>> START Document section

Actually, I was just wondering, with your theory of traveling to alternate universes in time, how would you deal with the fact that when you get there, that there's two of you, and you know, you couldn't use your social security number, you wouldn't have an ID, wouldn't be able to get a job, you know, how would you deal with that?
I mean, because there can't be two duplicate social security numbers and everything, you know what I'm saying?
A practical and interesting question, actually.
Well, as a matter of fact, as I said, I don't think it's something that someone would engage in lightly, and you would have to have given it a lot of forethought, and you would have to decide that you were going to be making a lot of sacrifices by doing it.
But for me, as I said, if I were to do it, it would be for not something light.
It would be for the reason that I mentioned.
Just try to prevent an assassination of someone like, you know, Martin Luther King or to see my father.
And I would be willing to sacrifice and take the chance that in the new universe I would have to see how I would have to fend for myself.
But yes, someone who is doing that, it is not something that you would engage in routinely because yes, your entire life would be altered and you would have to live with those consequences.

>> END Document section
>> START Collected material

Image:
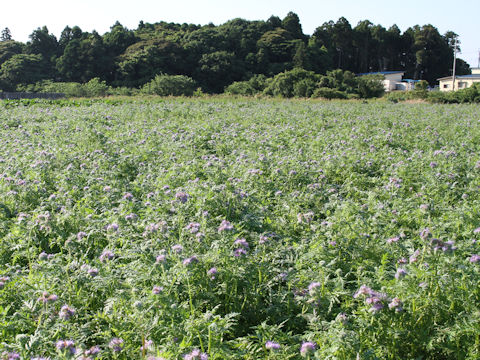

>> END Collected material

#### Exercise instructions:
A - Reproduce everything in the time-travel exchange above from "Actually, I was" down to "deal with that?".
B - In the time-travel exchange above, list each thing the questioner says a person arriving in the other universe couldn't use, wouldn't have, or wouldn't be able to get.
C - Pick up the time-travel exchange after its last sentence and extend it.

#### Written answers:
A -
Actually, I was just wondering, with your theory of traveling to alternate universes in time, how would you deal with the fact that when you get there, that there's two of you, and you know, you couldn't use your social security number, you wouldn't have an ID, wouldn't be able to get a job, you know, how would you deal with that?

B -
- A social security number
- An ID
- A job

C -
So I couldn't agree with you more.
Professor, would there theoretically be a way to calibrate it carefully enough so that you could pick the time?
Oh, yes.
I mean, you could actually pick the time that you're going back, because you're moving in space as well as moving in time.
And so you can actually calibrate, as I said, if you turn the device on for 10 years, you could decide whether you want to come back 2 years, 5 years, 8 years, up to 10 years.
So, yes, that can be done.
Got it.
East of the Rockies, Joan in Washington, D.C.
You're on the air with the professor.
Hello.
Okay.
All right.
Just want to say one thing before I ask the question.
My deceased husband was an engineer at Raytheon, and I found a card among his papers that said he was A little card that said that he was present at the Apollo 11 moon landing.
Just wanted to let you know.
And let the audience know.
Wow.
Yeah, that's a wow.
Go ahead.
Now my question is, everybody has been saying that time has been just going whizzing by lately.
One year has been going and there's another year.
We just had Christmas, now it's here again.
And do you think that time could have been manipulated or can be manipulated, the atomic clocks, to make time go faster?
I'll let you answer, Professor, but I have my own answer for that.
Right.
The thing is that what you're talking about is psychological time, and it's known that You know, just the pace of our life.
I mean, you remember when, and all of us have had this effect, when you were a child, a day seems, you know, like forever.
And as an adult, you know, it seems like a minute.
I mean, the thing is, is that it's the amount of activity.
It's also physiological.
I mean, when I say psychological, it's also physiological.
But, you know, it has to do with what is going on and the amount of what's happening to us in our life.
That psychological time is not the same thing as the time of physics that I'm
talking about, which is not a time that is affected by our psychological behavior.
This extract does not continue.